* Begin *

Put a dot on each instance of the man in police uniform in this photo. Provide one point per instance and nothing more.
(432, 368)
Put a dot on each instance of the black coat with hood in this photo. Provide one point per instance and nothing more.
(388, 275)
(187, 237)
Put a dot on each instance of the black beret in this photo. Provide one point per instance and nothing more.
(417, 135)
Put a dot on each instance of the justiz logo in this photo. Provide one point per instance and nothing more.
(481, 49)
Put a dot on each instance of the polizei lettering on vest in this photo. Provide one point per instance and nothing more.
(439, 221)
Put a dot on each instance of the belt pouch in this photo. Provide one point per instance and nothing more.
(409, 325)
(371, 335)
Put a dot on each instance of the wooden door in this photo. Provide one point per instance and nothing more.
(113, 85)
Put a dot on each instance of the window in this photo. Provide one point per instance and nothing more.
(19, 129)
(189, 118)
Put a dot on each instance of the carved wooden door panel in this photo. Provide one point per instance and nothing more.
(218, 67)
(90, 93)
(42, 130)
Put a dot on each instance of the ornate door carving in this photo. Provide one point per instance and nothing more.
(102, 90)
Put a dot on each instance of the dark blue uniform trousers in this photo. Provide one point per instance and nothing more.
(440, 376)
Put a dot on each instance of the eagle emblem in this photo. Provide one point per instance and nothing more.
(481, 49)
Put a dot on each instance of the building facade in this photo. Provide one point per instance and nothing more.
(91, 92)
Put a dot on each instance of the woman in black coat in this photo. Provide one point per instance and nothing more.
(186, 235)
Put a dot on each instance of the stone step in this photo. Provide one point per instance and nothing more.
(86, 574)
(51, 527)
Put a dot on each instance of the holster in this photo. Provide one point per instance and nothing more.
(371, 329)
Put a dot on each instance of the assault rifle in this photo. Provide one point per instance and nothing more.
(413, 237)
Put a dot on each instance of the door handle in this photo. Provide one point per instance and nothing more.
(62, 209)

* End *

EXERCISE DIRECTIONS: Repeat exactly, and only, the lines from the line containing "Put a dot on each instance of the dark" through the last line of the records above, both included.

RESPONSE FOR THIS EXERCISE:
Put a dot on each instance of the dark blue uniform trousers in this photo. Provide one point per instance and nothing more.
(440, 376)
Put a dot on each instance of the eagle emblem in this photo. Provide one point per instance and nothing more.
(481, 49)
Put a dot on each instance of the building facade in this photo. Provide one point per instance and nothing more.
(91, 92)
Put a dot on each instance of the woman in black coat in this photo. Provide one point per instance and nothing more.
(186, 235)
Put a dot on each instance of the stone step in this photo. Provide one point per instance and nothing more.
(86, 574)
(51, 527)
Put a dot on each instance of the holster in this photo. Provide one point per instance and nothing more.
(371, 329)
Put a dot on each instance of the assault rifle in this photo. Provide one point per instance and nothing more.
(413, 237)
Put a dot on each instance of the door handle in this photo. Provide one point per instance and nothing more.
(62, 209)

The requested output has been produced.